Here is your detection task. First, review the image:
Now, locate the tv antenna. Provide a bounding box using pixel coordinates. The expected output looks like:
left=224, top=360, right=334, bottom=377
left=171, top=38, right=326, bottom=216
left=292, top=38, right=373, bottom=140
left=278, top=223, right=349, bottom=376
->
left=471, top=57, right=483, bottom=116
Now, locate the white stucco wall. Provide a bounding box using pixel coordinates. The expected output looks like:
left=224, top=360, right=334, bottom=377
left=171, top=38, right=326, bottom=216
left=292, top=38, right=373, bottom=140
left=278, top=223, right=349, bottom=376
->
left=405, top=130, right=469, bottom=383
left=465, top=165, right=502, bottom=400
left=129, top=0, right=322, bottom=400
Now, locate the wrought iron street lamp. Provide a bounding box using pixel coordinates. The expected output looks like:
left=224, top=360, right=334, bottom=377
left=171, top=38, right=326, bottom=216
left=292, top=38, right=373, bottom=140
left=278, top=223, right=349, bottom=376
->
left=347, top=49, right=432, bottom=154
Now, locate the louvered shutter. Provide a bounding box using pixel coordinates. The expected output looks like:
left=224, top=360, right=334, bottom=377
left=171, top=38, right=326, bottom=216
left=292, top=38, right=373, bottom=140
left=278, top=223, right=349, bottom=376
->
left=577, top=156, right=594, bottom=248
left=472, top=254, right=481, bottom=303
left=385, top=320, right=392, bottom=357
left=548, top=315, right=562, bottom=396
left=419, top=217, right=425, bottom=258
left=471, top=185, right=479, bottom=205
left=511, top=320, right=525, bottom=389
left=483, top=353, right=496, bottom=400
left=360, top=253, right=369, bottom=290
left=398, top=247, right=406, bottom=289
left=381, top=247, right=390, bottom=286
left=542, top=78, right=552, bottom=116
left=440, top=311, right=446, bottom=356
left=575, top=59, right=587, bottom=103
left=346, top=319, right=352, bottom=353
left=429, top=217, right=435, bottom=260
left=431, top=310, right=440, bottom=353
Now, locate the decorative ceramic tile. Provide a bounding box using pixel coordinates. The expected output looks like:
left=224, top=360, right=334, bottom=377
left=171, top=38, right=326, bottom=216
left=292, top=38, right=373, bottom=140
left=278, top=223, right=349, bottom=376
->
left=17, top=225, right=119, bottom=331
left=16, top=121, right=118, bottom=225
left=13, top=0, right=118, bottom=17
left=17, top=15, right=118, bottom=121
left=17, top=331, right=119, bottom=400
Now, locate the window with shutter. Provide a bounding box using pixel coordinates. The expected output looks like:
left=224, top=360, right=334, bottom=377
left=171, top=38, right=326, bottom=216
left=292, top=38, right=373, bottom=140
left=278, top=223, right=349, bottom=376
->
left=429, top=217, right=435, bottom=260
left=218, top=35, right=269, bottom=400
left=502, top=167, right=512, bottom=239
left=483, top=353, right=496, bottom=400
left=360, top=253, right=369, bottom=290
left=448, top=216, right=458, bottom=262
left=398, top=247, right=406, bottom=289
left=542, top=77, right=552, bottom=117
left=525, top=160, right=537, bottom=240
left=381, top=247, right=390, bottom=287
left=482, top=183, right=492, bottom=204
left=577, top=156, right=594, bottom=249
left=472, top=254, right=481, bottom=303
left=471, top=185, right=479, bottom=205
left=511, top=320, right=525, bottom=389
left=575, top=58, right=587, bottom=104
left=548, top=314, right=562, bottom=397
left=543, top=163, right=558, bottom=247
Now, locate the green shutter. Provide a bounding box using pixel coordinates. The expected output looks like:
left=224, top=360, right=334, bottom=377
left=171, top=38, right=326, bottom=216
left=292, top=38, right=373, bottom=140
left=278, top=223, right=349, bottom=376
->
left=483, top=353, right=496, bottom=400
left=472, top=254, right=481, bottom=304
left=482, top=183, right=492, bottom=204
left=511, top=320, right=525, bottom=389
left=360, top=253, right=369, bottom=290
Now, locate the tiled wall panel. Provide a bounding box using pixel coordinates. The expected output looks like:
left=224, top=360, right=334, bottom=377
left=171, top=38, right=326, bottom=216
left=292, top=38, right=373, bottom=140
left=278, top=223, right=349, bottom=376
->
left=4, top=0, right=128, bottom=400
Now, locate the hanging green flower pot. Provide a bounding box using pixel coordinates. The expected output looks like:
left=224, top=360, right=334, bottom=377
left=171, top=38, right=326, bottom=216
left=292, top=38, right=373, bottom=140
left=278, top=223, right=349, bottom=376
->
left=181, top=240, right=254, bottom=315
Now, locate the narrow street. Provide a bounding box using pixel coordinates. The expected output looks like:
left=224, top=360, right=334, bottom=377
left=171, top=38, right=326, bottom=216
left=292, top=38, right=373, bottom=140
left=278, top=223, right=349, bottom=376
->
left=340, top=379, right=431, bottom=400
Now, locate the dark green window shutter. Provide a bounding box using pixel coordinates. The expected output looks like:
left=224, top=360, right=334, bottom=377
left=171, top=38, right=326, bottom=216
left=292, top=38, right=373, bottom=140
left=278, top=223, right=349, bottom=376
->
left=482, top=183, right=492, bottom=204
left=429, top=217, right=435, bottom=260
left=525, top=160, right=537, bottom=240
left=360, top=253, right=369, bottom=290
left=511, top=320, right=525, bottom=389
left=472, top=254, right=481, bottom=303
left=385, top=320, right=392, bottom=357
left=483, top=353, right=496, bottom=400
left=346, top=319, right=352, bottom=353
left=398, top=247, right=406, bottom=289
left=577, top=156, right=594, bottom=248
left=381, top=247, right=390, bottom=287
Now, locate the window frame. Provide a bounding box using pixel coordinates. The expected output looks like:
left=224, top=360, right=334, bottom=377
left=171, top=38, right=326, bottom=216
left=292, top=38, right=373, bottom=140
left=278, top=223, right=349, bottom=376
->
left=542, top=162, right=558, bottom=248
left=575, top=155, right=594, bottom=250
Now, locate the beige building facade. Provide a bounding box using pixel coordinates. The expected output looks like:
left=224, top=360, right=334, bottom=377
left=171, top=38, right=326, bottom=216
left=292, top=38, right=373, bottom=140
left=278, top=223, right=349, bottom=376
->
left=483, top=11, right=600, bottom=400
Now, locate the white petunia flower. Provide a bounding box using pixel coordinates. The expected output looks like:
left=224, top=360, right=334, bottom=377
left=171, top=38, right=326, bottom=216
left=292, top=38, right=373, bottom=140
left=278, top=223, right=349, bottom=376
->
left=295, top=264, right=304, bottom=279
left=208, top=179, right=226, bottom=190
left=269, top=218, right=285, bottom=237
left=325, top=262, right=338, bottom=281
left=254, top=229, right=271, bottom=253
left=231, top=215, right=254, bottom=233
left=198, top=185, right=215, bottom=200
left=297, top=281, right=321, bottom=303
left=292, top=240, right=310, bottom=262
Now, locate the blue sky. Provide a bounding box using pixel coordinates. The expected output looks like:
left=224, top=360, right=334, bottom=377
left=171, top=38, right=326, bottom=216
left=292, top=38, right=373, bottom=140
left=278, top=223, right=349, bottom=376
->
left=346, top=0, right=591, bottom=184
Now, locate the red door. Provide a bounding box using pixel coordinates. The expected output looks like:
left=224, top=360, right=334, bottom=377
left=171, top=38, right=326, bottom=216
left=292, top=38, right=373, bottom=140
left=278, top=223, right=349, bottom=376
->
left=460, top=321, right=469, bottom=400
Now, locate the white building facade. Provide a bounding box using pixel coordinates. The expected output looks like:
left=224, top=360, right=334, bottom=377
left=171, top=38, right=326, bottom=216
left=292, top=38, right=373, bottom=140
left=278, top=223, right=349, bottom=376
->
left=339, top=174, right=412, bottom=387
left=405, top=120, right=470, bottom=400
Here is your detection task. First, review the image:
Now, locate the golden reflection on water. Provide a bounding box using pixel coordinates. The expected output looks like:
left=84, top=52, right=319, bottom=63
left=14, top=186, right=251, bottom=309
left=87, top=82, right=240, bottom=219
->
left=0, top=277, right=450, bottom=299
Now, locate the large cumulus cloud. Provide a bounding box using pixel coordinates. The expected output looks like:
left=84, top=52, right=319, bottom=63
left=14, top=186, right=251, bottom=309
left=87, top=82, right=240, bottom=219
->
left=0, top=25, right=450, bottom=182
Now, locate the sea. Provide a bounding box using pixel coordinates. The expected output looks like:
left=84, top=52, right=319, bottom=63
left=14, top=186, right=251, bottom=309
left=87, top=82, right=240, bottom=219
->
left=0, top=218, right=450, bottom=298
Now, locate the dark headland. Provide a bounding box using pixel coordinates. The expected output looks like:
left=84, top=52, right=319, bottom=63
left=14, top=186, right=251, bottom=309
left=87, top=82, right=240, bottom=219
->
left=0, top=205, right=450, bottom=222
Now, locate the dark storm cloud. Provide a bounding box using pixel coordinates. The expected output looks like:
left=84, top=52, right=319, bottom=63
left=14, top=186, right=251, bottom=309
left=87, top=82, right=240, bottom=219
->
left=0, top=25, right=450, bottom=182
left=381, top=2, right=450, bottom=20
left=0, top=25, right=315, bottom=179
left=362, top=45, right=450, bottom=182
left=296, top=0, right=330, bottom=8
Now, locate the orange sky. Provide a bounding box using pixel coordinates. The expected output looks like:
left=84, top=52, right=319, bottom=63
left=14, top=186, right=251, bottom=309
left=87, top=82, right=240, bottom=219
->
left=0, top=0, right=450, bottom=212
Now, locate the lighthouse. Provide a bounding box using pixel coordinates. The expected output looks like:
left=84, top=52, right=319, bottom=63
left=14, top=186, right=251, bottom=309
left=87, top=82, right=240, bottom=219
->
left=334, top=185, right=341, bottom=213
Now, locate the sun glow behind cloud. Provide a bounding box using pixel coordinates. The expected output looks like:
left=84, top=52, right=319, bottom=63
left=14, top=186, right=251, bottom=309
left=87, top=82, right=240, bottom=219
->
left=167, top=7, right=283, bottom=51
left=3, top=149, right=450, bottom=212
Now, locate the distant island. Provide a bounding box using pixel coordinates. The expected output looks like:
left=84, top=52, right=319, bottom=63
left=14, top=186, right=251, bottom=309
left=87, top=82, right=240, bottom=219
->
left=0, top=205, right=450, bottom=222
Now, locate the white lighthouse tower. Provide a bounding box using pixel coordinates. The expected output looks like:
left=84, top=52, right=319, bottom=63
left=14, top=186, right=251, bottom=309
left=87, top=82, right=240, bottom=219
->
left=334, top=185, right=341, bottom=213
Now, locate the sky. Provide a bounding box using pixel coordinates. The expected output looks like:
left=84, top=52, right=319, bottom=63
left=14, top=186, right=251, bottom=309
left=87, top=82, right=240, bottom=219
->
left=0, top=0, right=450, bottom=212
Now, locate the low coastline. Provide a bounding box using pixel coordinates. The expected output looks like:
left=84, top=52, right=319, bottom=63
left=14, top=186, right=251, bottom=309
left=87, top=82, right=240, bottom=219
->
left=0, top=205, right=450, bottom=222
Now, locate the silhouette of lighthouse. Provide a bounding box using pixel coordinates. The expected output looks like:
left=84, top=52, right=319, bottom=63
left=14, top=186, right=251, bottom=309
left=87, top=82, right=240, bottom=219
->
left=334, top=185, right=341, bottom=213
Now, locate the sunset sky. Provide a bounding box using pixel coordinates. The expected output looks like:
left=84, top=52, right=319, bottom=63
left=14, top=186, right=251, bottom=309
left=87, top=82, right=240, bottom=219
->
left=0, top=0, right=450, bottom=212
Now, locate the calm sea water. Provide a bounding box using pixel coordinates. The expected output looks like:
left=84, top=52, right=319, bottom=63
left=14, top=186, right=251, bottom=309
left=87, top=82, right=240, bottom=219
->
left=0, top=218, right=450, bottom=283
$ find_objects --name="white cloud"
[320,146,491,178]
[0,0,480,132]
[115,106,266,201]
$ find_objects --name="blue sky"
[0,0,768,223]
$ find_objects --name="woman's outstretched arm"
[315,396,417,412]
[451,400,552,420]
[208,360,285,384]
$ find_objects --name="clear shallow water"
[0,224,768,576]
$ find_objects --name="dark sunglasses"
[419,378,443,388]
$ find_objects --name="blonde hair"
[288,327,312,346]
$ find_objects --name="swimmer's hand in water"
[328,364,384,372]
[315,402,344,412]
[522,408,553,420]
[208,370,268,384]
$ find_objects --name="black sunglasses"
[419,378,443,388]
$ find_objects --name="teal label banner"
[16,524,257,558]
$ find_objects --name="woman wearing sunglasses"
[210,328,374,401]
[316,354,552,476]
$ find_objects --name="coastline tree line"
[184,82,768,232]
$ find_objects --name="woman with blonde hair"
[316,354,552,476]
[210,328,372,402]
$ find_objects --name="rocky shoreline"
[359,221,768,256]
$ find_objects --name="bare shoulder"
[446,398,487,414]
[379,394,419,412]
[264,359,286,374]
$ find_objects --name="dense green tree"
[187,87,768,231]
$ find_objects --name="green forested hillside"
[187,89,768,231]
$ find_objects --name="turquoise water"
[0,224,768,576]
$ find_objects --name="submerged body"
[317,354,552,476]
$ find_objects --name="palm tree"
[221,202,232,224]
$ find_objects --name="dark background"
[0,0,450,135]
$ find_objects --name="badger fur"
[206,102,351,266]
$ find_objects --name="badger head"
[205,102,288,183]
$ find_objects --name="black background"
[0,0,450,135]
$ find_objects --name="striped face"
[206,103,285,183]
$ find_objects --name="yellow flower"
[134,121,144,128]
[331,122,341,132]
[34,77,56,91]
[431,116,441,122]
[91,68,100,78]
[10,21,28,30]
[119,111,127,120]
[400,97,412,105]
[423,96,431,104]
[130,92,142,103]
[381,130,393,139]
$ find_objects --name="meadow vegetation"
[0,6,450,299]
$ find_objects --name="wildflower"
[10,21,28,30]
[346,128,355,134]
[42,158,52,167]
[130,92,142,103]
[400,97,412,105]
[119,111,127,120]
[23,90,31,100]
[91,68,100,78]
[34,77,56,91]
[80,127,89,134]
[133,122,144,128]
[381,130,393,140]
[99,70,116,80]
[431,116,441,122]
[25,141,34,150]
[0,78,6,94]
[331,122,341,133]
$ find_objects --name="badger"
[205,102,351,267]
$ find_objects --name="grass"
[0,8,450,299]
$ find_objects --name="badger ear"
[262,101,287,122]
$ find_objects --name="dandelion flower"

* * * * *

What is asked
Write out again the rows above, from the row with "Now, locate the green" to the row with "left=4, top=0, right=128, bottom=400", including both of those rows.

The result
Now, locate the green shutter. Provide a bounding box using pixel coordinates. The expected output looks like:
left=224, top=360, right=334, bottom=377
left=171, top=38, right=326, bottom=216
left=292, top=38, right=373, bottom=140
left=278, top=223, right=349, bottom=376
->
left=483, top=353, right=496, bottom=400
left=472, top=254, right=481, bottom=304
left=482, top=183, right=492, bottom=204
left=511, top=320, right=525, bottom=389
left=360, top=253, right=369, bottom=290
Now, locate the tiled wall panel. Provide a bounding box using pixel coordinates. The expected output looks like:
left=224, top=360, right=334, bottom=377
left=171, top=38, right=326, bottom=216
left=292, top=38, right=373, bottom=140
left=278, top=223, right=349, bottom=376
->
left=4, top=0, right=128, bottom=400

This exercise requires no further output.